For Facebook, trust is an essential commodity. It's behind every one of the interactions their 200 million global users has with the website every day, whether it means sharing images that you're happy for your friends to see but not your boss, sending personal messages or updating your status to show people you know what you're up to.
This trust has been central to Facebook's meteoric rise ever since it launched to the insular environs of Harvard University in 2004, enshrined as the privacy controls which stand between everything you've uploaded to the site and the online public.
Running to five pages, the site's current iteration of privacy controls are a bewildering warren of clauses and sub-clauses, asking if you'd like to share with this network and that network, or whether you want to wade through lists of friends to decide who you deign worthy of being allowed to view your profile.
It's hard to imagine situations where these are applicable - where you are happy with someone viewing your profile but not pictures with you in, for example - but the truth is that, like a city growing faster than it's planners can handle, options have been built on top of options, with sedimented layers of settings complicating the system past the point of usefulness.

* **Data**:
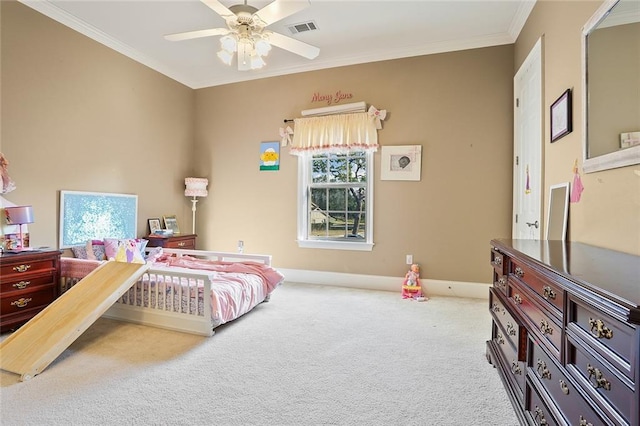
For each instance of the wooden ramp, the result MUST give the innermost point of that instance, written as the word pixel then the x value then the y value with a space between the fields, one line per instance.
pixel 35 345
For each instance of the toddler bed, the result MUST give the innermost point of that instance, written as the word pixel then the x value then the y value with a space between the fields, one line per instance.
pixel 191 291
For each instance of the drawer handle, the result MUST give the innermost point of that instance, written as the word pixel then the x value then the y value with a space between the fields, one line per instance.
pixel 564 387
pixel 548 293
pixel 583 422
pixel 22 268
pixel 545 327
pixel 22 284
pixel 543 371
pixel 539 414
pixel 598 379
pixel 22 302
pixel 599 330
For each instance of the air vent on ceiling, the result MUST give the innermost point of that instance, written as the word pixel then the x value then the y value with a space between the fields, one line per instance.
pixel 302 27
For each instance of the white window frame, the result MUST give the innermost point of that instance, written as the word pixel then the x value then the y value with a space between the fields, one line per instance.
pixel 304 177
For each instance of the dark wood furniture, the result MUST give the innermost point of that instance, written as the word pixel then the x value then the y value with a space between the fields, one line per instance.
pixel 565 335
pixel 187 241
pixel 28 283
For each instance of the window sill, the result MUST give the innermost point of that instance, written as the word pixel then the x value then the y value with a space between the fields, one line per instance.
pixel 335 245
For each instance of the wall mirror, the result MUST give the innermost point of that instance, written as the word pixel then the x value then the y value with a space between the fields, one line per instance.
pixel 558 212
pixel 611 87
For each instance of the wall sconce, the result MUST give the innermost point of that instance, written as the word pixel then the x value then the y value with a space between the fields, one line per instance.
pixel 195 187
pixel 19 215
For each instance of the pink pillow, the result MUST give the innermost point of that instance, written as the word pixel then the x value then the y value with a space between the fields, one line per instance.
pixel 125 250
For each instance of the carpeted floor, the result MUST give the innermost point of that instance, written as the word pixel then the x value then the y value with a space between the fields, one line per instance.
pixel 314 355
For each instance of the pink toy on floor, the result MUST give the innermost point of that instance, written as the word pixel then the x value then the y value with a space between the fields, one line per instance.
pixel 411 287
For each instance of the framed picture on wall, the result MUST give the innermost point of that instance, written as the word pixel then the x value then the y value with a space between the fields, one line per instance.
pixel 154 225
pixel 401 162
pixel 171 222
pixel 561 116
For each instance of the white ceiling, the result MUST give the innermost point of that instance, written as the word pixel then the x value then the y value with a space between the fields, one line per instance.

---

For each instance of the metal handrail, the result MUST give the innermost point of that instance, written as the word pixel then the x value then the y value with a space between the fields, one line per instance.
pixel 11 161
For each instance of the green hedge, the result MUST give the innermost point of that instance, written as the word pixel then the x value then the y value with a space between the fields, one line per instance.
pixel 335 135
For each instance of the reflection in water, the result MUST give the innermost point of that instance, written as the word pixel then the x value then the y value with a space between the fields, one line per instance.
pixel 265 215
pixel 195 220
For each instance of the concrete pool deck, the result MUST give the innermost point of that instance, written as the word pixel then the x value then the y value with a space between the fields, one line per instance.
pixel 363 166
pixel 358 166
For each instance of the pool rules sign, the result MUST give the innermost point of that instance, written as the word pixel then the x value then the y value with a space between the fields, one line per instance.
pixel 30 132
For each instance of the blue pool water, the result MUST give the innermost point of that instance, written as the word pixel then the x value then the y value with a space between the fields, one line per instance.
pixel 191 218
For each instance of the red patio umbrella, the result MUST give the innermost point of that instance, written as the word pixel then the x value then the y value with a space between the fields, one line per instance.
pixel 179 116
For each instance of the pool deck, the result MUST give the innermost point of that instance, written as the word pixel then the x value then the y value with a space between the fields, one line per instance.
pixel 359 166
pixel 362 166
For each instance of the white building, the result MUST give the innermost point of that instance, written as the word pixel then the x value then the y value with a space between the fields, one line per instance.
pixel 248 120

* **Required task A**:
Answer these questions about the passage on Facebook's privacy controls:
(i) How many global users does it give for Facebook?
(ii) Where and in what year did Facebook launch?
(iii) How many pages do the site's current privacy controls run to?
* **Required task B**:
From the passage on Facebook's privacy controls, write out word for word the part starting with "This trust has" and going on through "the online public.".

* **Written response A**:
(i) 200 million
(ii) Harvard University, in 2004
(iii) Five pages

* **Written response B**:
This trust has been central to Facebook's meteoric rise ever since it launched to the insular environs of Harvard University in 2004, enshrined as the privacy controls which stand between everything you've uploaded to the site and the online public.